## THE TASK
Find the lines below in which the string "white" occurs. Copy each one.

## SUPPLIED MATERIAL
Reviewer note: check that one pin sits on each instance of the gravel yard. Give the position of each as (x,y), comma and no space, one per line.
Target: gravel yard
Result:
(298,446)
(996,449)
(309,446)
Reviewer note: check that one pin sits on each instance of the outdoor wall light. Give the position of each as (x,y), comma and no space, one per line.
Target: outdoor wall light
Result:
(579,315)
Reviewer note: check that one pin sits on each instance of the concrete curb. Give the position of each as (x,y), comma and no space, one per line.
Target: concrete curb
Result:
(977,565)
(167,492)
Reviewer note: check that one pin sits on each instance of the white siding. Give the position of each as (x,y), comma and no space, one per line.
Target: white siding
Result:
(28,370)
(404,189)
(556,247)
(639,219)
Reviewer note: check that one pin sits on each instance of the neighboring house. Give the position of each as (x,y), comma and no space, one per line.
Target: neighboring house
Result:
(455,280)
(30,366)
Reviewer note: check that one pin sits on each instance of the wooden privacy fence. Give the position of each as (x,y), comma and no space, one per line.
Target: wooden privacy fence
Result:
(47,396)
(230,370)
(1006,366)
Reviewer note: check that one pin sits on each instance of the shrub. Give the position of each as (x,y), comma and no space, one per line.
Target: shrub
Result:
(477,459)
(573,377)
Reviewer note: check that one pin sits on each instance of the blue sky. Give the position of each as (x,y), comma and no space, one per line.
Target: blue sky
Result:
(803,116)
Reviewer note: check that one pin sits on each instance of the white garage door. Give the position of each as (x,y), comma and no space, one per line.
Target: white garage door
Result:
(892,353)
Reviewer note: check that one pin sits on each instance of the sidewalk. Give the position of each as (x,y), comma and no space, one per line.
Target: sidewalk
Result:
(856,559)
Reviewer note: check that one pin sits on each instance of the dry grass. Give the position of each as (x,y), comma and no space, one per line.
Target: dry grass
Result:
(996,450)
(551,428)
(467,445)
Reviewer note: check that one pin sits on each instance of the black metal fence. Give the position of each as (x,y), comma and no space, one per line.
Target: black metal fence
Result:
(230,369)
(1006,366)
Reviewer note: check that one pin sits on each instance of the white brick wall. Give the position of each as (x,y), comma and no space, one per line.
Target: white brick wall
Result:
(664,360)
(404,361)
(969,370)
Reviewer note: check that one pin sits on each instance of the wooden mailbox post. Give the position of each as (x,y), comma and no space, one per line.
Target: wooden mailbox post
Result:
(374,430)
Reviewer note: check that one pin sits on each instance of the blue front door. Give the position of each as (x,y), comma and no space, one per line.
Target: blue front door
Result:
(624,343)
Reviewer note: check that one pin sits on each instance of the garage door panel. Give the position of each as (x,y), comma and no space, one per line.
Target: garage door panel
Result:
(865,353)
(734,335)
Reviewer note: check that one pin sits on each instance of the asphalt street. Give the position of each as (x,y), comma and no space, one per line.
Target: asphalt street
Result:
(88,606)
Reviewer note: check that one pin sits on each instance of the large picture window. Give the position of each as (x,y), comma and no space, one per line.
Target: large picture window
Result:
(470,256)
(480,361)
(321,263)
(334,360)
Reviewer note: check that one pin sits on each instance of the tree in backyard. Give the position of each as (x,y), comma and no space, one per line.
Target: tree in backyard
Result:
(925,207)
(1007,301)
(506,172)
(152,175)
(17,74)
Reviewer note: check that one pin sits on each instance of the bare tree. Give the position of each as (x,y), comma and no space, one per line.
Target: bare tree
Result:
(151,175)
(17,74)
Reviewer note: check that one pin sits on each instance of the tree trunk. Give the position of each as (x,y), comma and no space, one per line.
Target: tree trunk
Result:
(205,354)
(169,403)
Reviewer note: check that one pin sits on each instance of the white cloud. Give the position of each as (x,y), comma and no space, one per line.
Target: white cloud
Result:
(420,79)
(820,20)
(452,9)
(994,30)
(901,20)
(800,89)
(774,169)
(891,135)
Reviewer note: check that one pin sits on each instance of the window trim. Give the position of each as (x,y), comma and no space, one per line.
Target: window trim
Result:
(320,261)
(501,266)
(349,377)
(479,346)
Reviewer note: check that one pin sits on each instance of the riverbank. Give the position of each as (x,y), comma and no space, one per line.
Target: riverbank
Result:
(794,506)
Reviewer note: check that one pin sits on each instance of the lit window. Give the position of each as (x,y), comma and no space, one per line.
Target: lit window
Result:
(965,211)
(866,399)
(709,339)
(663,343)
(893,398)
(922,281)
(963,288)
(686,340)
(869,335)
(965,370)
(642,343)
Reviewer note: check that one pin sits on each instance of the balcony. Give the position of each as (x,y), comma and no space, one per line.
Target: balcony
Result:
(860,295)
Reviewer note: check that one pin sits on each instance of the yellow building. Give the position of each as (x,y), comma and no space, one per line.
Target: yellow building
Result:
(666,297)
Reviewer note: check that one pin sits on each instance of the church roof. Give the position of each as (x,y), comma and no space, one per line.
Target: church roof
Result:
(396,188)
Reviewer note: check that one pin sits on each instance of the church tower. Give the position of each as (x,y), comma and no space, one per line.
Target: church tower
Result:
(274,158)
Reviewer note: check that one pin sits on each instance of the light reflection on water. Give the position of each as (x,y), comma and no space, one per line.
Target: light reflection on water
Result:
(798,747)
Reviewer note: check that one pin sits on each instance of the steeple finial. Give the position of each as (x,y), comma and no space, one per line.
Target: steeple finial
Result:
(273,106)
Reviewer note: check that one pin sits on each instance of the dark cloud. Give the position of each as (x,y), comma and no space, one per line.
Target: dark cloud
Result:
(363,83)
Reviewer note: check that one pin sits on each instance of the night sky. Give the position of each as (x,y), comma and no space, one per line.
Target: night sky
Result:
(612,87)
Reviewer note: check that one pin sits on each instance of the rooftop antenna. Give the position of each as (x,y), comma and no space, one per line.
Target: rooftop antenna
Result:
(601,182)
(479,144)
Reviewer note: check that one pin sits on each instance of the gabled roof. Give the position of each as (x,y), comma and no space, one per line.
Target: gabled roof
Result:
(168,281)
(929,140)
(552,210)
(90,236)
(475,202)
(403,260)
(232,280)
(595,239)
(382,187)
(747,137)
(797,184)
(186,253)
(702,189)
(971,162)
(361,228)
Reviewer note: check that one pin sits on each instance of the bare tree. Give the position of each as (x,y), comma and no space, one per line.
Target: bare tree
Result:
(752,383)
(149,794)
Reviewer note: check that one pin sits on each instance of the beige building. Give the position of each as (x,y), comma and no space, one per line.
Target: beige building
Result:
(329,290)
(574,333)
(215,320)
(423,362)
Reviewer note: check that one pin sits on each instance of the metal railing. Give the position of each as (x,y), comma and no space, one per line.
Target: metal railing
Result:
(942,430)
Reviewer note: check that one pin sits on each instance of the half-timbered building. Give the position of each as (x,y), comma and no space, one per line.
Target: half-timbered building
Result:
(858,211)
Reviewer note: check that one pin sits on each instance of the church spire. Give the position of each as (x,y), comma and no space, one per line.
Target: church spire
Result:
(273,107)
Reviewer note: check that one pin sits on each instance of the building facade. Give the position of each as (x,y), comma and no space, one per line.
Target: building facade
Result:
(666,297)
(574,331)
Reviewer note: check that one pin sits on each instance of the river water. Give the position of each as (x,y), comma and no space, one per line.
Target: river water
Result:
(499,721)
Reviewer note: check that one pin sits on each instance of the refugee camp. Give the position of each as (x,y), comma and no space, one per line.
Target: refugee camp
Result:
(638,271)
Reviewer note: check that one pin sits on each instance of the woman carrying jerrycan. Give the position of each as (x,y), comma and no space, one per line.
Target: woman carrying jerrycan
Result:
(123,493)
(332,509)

## ANSWER BELOW
Reviewer note: check that one pin sits on each instance of the white siding. Give the position of each as (x,y), comma and no space, one per line.
Target: white siding
Reviewer note: check that one pin sits on each instance of the white garage door. Give the position of each as (x,y), comma and no space, one per line.
Target: white garage door
Reviewer note: check that one pin sits on each instance of the white brick wall. Give the position of each as (x,y), comma and no space, one per line.
Target: white brick wall
Reviewer note: check that one pin sits on each instance of the white cloud. Give the position of each as (x,y), comma and no space, one per line.
Target: white cloud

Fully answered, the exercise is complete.